**Zitierter Text**
Hier findest du die Format Pattern Beschreibung:
http://java.sun.com/j2se/1.5.0/docs/api/java/text/SimpleDateFormat.html

Gruß Tom


----------



## Immi (18. Oktober 2004)

Habs eben gerade auch rausgefunden. Danke dir trotzdem..


----------



## Lautsprecher (6. September 2005)

Hi,
ich habe auch gerade ein Uhrzeit-Problem und dann bin ich auf Eure Beiträge gestoßen.
Versuche gerade eine Swing-Applikation mit dem Visual Editor von Eclipse zu erstellen
Folgende Frage:
Wenn ich die Uhrzeit soweit als String habe, müsste es doch möglich sein diese dann in einem JLabel (Swing) anzuzeigen?


----------



## zerix (6. September 2005)

Ja ist es auch.

JLabel lab=new JLabel(String mit der Zeit);


----------



## huhunde (16. Juni 2006)

hm

hab kleines problem..ich will die zeit von dem zeitpunkt x, danach will ich die zeit von dem zeitpunkt y und danach will ich die differenz davon berechnen..also: zeitdiff = y-x; ..zeitdiff sollte in sekunden sein ..hat wer ne ahnung wie das geht hmpf ?


----------

**Aufgaben**
(1) Schreibe aus dem zitierten Text die Stelle von „## Immi (18.“ bis „Eure Beiträge gestoßen.“ ab.
(2) Nenne alle Namen, die im zitierten Text in den Überschriften der Beiträge vor dem Datum stehen.
(3) Erkläre anhand des zitierten Textes, warum Immi sich mit dem Wort „trotzdem“ bedankt.

**Datensatz**
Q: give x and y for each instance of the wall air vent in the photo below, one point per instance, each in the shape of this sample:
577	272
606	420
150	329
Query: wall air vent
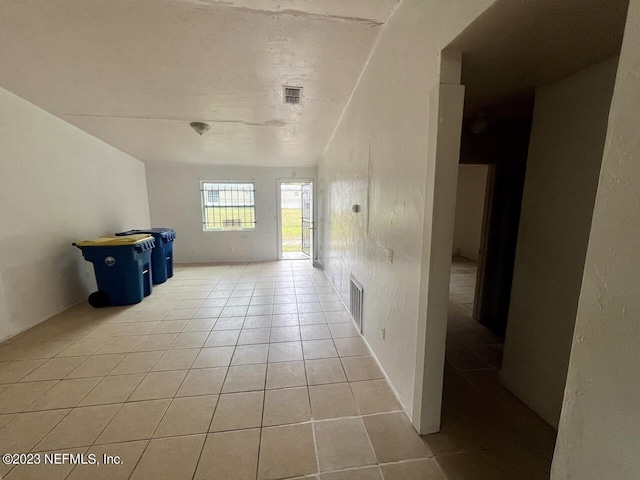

**Lösungen**
(1)
## Immi (18. Oktober 2004)

Habs eben gerade auch rausgefunden. Danke dir trotzdem..


----------



## Lautsprecher (6. September 2005)

Hi,
ich habe auch gerade ein Uhrzeit-Problem und dann bin ich auf Eure Beiträge gestoßen.

(2) Immi, Lautsprecher, zerix, huhunde

(3) Immi hatte es eben gerade selbst herausgefunden. Der Hinweis kam also zu spät, und Immi bedankt sich deshalb „trotzdem“.